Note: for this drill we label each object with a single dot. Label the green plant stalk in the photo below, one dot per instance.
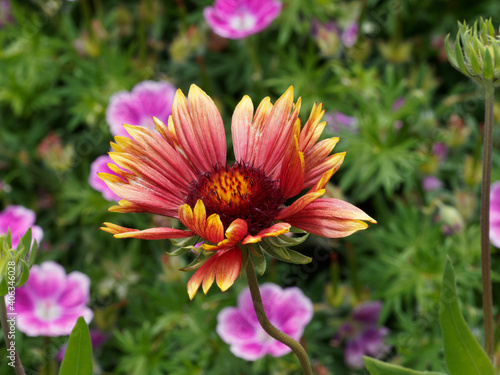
(268, 327)
(485, 224)
(18, 366)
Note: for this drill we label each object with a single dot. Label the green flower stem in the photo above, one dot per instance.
(485, 224)
(18, 367)
(266, 324)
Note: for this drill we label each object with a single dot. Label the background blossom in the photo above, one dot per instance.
(362, 335)
(237, 19)
(495, 214)
(19, 219)
(50, 302)
(288, 309)
(147, 99)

━━━━━━

» **WHAT YOU HAVE TO DO**
Starting at the line that contains "the green flower", output each remaining line of the listing, the last line included, exactly as it appears.

» **COMPLETE OUTPUT**
Note: for this drill we label each object with a single dot. Label the green flower stem in the photo above, one dot per instance.
(485, 224)
(18, 367)
(266, 324)
Note: for this drill we label each object with a single dot. Label the background blossom in the photo above, one dot per instance.
(362, 335)
(237, 19)
(495, 214)
(19, 219)
(50, 302)
(288, 309)
(147, 99)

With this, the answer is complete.